** Task objective **
Please find every line in the material below that contains the word "head" and copy each of those lines.

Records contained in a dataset
+ + +

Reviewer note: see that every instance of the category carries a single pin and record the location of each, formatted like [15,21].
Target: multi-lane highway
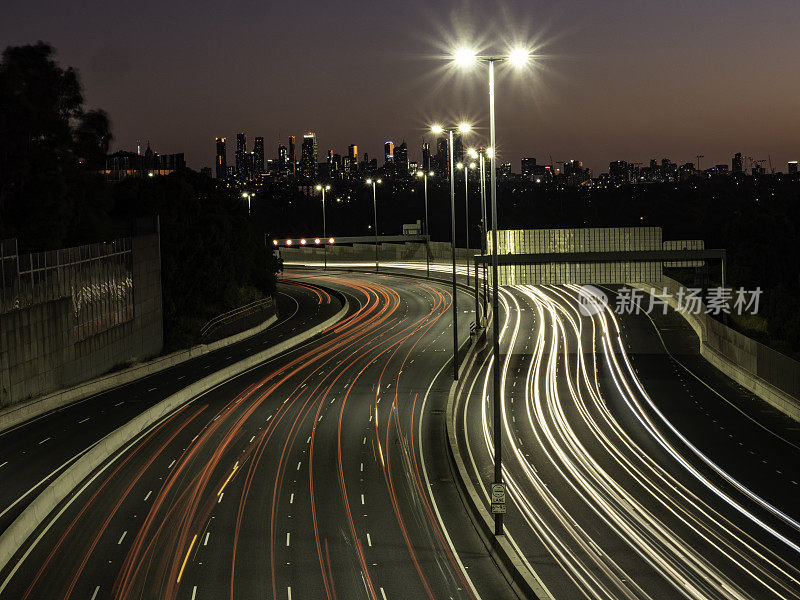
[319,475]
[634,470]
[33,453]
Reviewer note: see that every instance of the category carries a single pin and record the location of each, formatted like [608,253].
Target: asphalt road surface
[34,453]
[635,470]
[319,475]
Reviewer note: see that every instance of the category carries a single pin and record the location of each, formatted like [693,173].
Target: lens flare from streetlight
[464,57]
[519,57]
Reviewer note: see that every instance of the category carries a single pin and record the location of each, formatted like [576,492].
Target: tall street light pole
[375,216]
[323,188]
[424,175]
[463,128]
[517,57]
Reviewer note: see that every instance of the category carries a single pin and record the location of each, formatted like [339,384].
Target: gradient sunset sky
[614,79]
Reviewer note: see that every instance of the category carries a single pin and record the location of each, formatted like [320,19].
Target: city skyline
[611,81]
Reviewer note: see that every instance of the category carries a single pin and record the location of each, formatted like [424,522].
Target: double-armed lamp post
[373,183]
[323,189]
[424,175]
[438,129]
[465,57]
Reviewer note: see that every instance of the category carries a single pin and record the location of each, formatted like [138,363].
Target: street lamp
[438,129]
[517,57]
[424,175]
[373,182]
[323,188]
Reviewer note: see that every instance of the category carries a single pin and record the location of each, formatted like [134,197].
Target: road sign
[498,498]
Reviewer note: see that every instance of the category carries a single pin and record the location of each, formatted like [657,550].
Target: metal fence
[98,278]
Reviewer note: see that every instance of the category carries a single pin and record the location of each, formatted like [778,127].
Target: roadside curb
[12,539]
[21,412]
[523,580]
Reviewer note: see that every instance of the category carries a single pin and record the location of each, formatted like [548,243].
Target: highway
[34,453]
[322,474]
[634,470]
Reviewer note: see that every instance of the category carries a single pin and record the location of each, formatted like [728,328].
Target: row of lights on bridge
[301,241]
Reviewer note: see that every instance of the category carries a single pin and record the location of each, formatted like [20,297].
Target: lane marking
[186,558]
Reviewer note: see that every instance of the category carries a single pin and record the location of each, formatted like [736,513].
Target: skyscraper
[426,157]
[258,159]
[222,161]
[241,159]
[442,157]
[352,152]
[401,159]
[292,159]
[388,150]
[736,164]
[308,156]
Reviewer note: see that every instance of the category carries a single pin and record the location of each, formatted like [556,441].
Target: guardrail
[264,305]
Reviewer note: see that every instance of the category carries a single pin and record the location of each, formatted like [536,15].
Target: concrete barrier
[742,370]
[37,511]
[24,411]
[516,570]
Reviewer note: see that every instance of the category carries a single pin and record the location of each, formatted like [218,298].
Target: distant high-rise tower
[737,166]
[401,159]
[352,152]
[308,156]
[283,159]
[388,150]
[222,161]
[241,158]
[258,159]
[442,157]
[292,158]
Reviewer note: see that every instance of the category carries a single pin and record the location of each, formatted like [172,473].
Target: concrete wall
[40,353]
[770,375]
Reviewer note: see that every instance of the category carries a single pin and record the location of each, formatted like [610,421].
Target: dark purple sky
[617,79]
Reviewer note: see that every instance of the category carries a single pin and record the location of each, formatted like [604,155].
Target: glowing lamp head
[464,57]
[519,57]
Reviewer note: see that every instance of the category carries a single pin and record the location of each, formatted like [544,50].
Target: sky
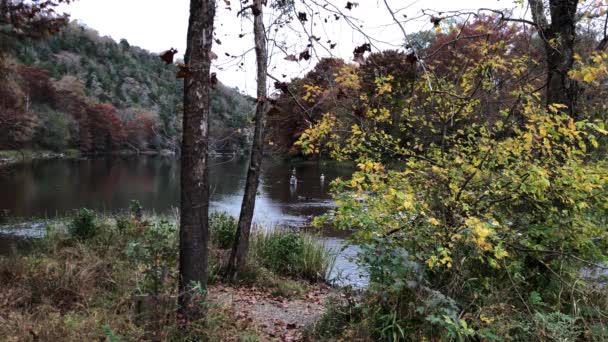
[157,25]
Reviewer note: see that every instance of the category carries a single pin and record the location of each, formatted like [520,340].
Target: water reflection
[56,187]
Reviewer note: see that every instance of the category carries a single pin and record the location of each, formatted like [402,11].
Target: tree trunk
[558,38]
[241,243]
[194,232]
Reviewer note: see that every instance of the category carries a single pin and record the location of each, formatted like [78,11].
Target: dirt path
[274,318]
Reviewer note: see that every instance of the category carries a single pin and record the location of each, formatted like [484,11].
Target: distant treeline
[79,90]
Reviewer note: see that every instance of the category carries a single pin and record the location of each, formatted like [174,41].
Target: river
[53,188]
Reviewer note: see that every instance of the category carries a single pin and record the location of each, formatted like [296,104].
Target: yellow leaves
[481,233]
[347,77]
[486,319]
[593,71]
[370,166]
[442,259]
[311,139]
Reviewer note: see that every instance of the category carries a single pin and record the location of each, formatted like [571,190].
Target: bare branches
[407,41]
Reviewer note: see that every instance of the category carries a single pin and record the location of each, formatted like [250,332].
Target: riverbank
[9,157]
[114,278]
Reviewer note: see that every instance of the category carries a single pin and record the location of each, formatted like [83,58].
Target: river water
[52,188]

+ + +

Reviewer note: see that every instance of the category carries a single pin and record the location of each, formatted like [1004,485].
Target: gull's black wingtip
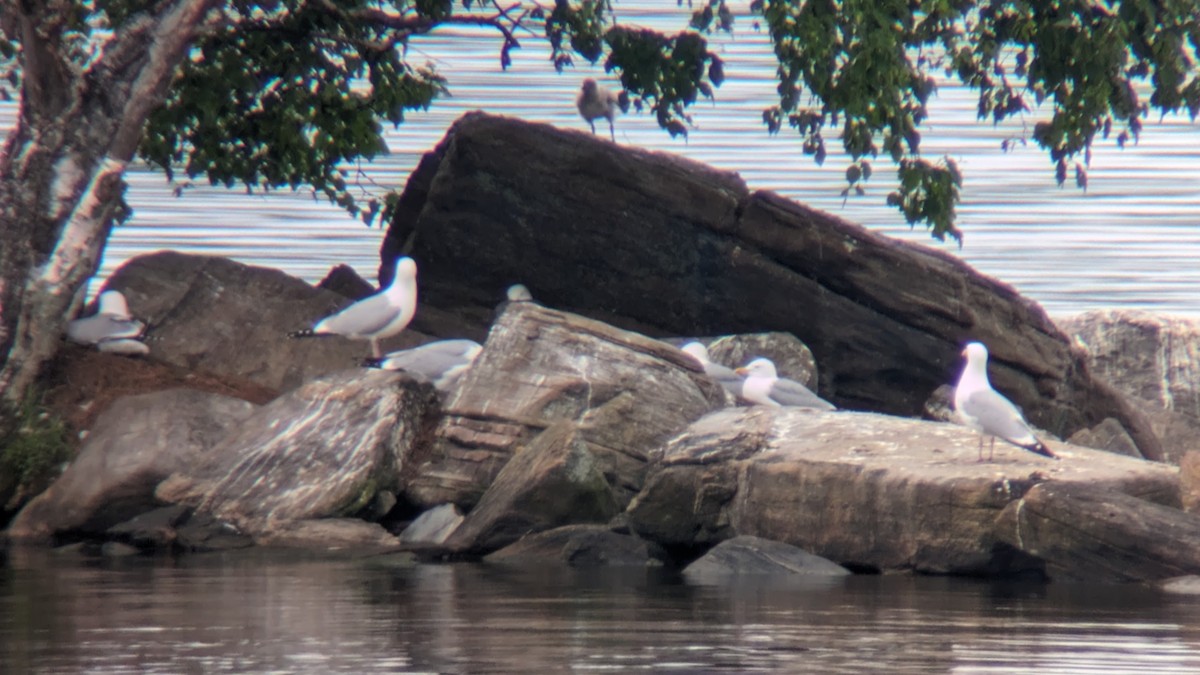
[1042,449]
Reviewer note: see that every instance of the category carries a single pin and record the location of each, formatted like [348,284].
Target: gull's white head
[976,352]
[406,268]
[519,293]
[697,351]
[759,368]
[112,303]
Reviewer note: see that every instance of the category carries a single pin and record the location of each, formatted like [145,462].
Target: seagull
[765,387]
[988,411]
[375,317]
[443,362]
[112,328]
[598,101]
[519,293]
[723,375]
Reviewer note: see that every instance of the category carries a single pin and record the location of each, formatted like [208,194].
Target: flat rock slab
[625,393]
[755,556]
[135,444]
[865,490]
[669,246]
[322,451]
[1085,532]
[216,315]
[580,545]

+ + +

** Output for this exercise **
Target: glowing lamp head
Target: gull's white head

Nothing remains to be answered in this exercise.